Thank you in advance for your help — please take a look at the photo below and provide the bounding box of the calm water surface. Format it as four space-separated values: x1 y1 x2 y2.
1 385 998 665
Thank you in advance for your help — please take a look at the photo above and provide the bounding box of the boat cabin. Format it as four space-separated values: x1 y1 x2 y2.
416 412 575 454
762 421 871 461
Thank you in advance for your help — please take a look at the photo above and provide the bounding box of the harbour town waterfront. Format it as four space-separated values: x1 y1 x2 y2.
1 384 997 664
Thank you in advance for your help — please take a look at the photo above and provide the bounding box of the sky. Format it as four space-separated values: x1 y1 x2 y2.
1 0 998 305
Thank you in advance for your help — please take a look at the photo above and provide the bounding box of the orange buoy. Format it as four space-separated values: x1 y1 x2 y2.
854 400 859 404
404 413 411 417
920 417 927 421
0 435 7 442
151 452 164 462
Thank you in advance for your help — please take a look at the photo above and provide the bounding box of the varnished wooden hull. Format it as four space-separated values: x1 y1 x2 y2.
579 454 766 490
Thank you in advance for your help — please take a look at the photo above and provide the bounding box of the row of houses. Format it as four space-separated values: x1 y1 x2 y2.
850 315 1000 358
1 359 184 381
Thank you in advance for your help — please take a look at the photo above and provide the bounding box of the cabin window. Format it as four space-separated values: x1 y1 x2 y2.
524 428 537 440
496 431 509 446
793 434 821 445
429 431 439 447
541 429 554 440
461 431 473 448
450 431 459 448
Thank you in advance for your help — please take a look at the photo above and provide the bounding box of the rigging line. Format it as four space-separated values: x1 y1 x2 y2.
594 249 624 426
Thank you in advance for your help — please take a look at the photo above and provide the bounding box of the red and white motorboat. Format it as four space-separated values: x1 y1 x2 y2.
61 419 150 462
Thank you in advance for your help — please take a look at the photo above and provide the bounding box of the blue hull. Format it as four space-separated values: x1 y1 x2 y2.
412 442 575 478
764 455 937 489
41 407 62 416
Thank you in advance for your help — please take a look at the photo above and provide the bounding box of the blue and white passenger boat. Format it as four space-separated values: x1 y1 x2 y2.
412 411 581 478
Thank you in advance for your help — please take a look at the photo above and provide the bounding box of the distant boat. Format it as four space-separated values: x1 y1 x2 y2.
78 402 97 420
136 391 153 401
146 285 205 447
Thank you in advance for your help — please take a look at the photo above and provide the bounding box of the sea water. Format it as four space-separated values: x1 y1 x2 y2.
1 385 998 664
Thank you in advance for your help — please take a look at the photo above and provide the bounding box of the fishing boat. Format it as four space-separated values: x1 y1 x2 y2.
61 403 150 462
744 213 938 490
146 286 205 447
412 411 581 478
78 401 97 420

▶ _Action item_: The full set of entries should be transcribed exactly.

▶ _Answer to the exercise_:
Thank you in advance for your help — please take a look at the photo below and provide the bounding box of the calm water surface. Format it as four space-separated values: x1 y1 x2 y2.
1 385 998 665
Thank you in advance for your help — please take a look at the photo above and provide the bounding box of the boat cabin. Format it as four space-separated values: x1 y1 x2 y2.
416 412 575 454
762 421 871 461
Thank you in advance for your help — please take a look at the photo above and provide the bounding box of the harbour town waterfront. Format it as four space-separated values: x1 y1 x2 y2.
1 384 997 664
Thank you in advance for your help — please take a look at the photo above and provide the bounding box of the sky. Format it as four space-separated values: x1 y1 x2 y2.
1 0 998 305
Thank you in advance for your help — please take a look at the photo above and provide the bounding box of the orange buoy. Format it as four space-separated values: x1 y1 x2 y2.
854 400 859 404
404 413 411 417
920 417 927 421
0 435 7 442
151 452 164 462
Thank you in advance for your help — please take a look at the photo above and provide the bounding box of the varnished wooden hull. Format it as four space-separated values: x1 y1 x2 y2.
579 454 766 490
Thank you in advance for your help — please take a look at the photo above and provide the bounding box of the row of houses. Format it as four space-separated values: x1 y1 x2 y2.
850 315 1000 358
1 359 184 381
Thank you in advance for your help — please take a look at the photo above and provide the bounding box of the cabin window. Format it as four space-separated values: x1 y1 x2 y2.
524 428 537 440
496 431 509 446
793 434 821 445
429 431 439 447
541 429 554 440
461 431 473 448
450 431 459 448
Thank you in advance for your help — please take a look at the photo above and provide the bounding box of the rigging line. Format it as four space-separated values: x1 y1 x2 y2.
594 249 624 426
Thank you in advance for your help — please take a look at the photo above and provide the bounding box of the red and white motorboat. Format it as four space-separated values: x1 y1 x2 y2.
61 419 150 462
Thank you in advance for your help — please take a look at the photo above and provide the bounding box of the blue hull. Format it as four space-separated values: x1 y1 x2 y2.
412 442 575 478
764 455 937 489
41 407 62 416
Thank you in advance for your help — please take a look at the photo above and provide the bounding box of the blue and white passenger boat. Format it as four space-separated values: x1 y1 x2 y2.
412 411 581 478
Thank you in advance for your help — please take a look at the photo above and provide the bounding box of the distant boat. Format it as four space-separated values: x1 y1 x2 y2.
78 402 97 420
136 391 153 401
146 285 205 447
Thank you in advance for your help — please take a look at the photo above and provide the bounding box of the sea water. Format it as four space-separated values: x1 y1 x2 y2.
1 385 998 664
Thank you in advance for your help — please take a look at the photo above and provide the bounding box of the fishing boat. Format it as four space-separated values: x1 y1 x2 y2.
61 403 150 462
744 213 938 490
146 286 205 447
412 411 581 478
78 401 97 420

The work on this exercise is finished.